* Exercise requirements:
a – Answer these from the dandelion and blackberry wine recipe, one per line:
(i) How long should the wine age in the bottle?
(ii) Which parts of the dandelion does the recipe name as adding bitterness?
(iii) What can replace the grape tannin?
b – Shorten the paragraph starting "Spring arrives in two acts" from the dandelion and blackberry wine recipe, keeping its main facts.
c – Write the next part of the dandelion and blackberry wine recipe, picking up after the ingredient list.

Dandelion and Blackberry Wine

Spring arrives in two acts: dandelions taking over your lawn, and blackberries lurking just around the corner of summer. This wine pulls both into the same glass — floral and golden from the petals, dark and jammy from the berries, with citrus threading everything together. The result is something that doesn’t taste like any one ingredient. It tastes like a specific afternoon in May, which is exactly the point. Give it a full year in the bottle and it transforms from promising to genuinely remarkable.

The beginner trap: Using whole dandelion heads instead of petals only — the green parts behind the flower (the calyx and stem) pump bitter compounds into your wine that no amount of aging will fix.

Ingredients

  • 2 quarts dandelion petals (green parts removed entirely)
  • 2 cups blackberries, fresh or frozen
  • 2¼ lbs granulated white sugar
  • 1 large lemon
  • 1 large orange
  • 5½ pints (about 11 cups) water
  • 1 tsp yeast nutrient
  • 1 Campden tablet, crushed
  • ¼ tsp grape tannin (or 1 cooled cup of strong plain black tea)

* Provided records:
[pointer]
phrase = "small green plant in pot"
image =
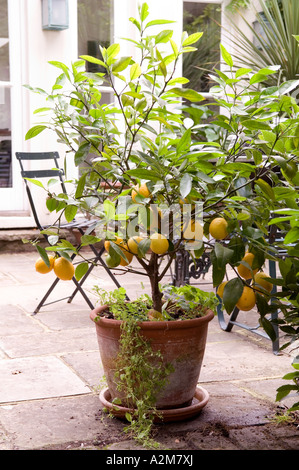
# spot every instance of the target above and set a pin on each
(156, 181)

* Answers by task:
a –
(i) A full year.
(ii) The green parts behind the flower: the calyx and stem.
(iii) 1 cooled cup of strong plain black tea.

b – This wine combines dandelions and blackberries. The petals give a floral, golden taste, the berries a dark, jammy one, and citrus ties them together. It doesn't taste like any single ingredient but like a May afternoon. After a full year in the bottle, it goes from promising to remarkable.

c –
  • 1 packet wine yeast (Lalvin 71B or EC-1118 work well)

Method

  1. Strip dandelion flowers so only the yellow petals remain — no green bits at all. Set aside.
  2. Bring the water to a boil. While it heats, use a vegetable peeler to take thin strips of zest from the lemon and orange, avoiding the white pith underneath.
  3. Cut away and discard all pith from both fruits, then slice the flesh into thin rounds.
  4. Place the petals, citrus slices, citrus zest strips, and blackberries into a nylon straining bag. Tie it shut and drop it into your primary fermenter.
  5. Add the sugar directly to the fermenter, then pour the boiling water over the bag. Stir thoroughly until the sugar is fully dissolved.
  6. Cover the fermenter and let it cool to room temperature (around 70°F).
  7. Once cool, stir in the tannin, yeast nutrient, and your activated wine yeast. Cover again.
  8. Once a day for five days, squeeze the bag firmly and stir the liquid to pull out flavor and color.
  9. On day five, lift the bag and let it drip drain over the fermenter. Squeeze gently, then discard the spent fruit and petals.
  10. Dissolve the crushed Campden tablet in ½ cup of warm water and stir it into the fermenter. Cover and let fermentation continue.
  11. Ferment until specific gravity reaches 1.010, typically 14–21 days.
  12. Rack into a clean secondary fermenter (glass carboy or food-grade jug) and fit an airlock.
  13. Rack, top up with water to minimize headspace, and refit the airlock every 30 days for the next 90 days.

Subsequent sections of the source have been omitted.